▶ **Предложенный отрывок**:
=-=-=
Одним из популярных мотивов этого направления эротической фотографии был восточный гарем, так как для многих европейцев он был «просто экзотическим продолжением борделя в их собственной стране (больше того, бордели, как и театры жанра бурлеск, часто имели восточный колорит, отсюда термин „экзотическая танцовщица“)»69. Но экзотическая сексуальность мусульманских женщин была недоступна для европейцев, в том числе для художников и фотографов,

поэтому и те и другие продолжали выстраивать постановочные сцены из жизни вымышленных гаремов.

Моделей (часто из числа проституток) снимали в «восточных костюмах», а позы выбирались по образцу картин Энгра, Делакруа и других…70

Эти модели часто бывали полностью одеты и возлежали на подушках в расслабленных позах. Сексуализация образов строилась на принципе наблюдения, кальян также подчеркивал сексуальное содержание. По свидетельству И. Д. Калмара: «В таких „этнопорнографических“ фотографиях кальян часто заменяет всем знакомый символ проституции – сигарету»71. Этот символ был принят в живописи и был унаследован фотографией уже как общепризнанный и всем понятный. Это очень характерный момент: подпись, соответствующий антураж и атрибутика полностью меняли аспект восприятия тела модели.

Как отмечает Корби, интерпретация телесных кодов аборигенов колоний как знаков повышенной сексуальной активности была типична для европейцев XIX века:

Другая реакция являла собой сексуальное влечение и любопытство, как это становится понятно из современной прессы и сохранившихся плакатов. Восхищение предположительно невероятной сексуальной потенцией этого едва одетого примитивного существа боролось с пренебрежением ввиду их якобы звериной похоти72.
=-=-=
▶ **Исходные материалы**:
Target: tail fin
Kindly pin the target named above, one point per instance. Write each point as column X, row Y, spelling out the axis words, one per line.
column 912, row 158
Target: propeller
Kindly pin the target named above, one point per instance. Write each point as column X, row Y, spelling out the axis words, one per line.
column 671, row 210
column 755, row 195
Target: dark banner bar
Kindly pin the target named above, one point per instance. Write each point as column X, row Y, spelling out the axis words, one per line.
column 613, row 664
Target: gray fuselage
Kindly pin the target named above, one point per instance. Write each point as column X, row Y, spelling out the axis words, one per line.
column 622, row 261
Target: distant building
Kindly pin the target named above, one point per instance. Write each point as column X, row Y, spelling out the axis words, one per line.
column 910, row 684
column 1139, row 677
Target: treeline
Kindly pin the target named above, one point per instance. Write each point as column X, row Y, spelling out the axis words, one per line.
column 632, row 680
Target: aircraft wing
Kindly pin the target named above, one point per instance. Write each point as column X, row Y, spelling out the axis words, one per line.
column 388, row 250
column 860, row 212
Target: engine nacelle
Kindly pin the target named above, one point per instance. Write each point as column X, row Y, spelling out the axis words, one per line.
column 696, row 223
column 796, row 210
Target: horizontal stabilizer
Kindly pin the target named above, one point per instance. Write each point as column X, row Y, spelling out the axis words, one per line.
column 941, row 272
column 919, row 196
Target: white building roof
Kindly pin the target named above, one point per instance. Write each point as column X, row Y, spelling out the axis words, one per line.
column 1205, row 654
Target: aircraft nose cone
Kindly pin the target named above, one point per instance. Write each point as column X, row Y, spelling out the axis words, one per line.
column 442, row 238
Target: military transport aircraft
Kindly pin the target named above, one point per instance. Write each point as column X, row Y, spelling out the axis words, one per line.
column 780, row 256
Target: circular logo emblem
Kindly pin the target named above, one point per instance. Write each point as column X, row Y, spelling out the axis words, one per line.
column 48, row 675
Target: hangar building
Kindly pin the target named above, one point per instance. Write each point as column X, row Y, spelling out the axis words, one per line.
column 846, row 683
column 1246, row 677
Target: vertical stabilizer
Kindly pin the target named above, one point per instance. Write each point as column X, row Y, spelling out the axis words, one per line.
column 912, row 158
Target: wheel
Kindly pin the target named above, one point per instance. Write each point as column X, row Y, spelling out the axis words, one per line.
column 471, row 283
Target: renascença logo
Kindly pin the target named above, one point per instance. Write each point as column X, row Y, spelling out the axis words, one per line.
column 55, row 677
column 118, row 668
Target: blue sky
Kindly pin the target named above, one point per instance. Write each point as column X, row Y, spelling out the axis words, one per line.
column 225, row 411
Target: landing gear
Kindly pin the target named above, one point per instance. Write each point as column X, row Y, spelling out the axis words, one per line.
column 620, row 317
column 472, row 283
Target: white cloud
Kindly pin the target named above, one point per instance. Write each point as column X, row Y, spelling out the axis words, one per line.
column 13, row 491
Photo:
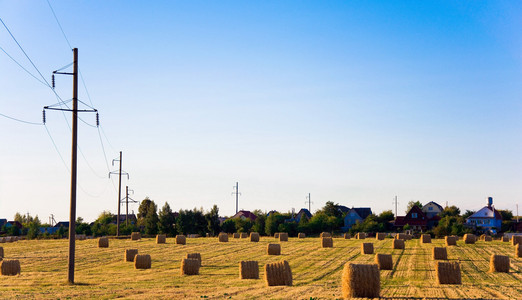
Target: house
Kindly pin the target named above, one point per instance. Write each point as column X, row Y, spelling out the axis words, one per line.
column 415, row 218
column 432, row 211
column 355, row 215
column 244, row 214
column 487, row 217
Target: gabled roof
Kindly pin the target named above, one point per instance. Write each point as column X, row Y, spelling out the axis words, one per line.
column 246, row 214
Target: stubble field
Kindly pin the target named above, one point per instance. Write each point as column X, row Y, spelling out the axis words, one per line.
column 101, row 273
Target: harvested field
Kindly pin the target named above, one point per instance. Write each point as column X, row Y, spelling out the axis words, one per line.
column 316, row 271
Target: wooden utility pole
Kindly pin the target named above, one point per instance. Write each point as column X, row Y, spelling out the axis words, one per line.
=-=-=
▶ **Что нужно сделать**:
**A.** Что, согласно отрывку о мотиве гарема в эротической фотографии, часто заменял кальян в «этнопорнографических» фотографиях?
**B.** Переведите на английский язык предложение из отрывка о мотиве гарема в эротической фотографии: «Эти модели часто бывали полностью одеты и возлежали на подушках в расслабленных позах».
**C.** Верните без изменений часть отрывка о мотиве гарема в эротической фотографии: начните со слов «Одним из популярных» и закончите словами «жизни вымышленных гаремов.».

▶ **Ответы по пунктам**:
**A.** Сигарету, всем знакомый символ проституции.

**B.** These models were often fully clothed and reclined on cushions in relaxed poses.

**C.**
Одним из популярных мотивов этого направления эротической фотографии был восточный гарем, так как для многих европейцев он был «просто экзотическим продолжением борделя в их собственной стране (больше того, бордели, как и театры жанра бурлеск, часто имели восточный колорит, отсюда термин „экзотическая танцовщица“)»69. Но экзотическая сексуальность мусульманских женщин была недоступна для европейцев, в том числе для художников и фотографов,

поэтому и те и другие продолжали выстраивать постановочные сцены из жизни вымышленных гаремов.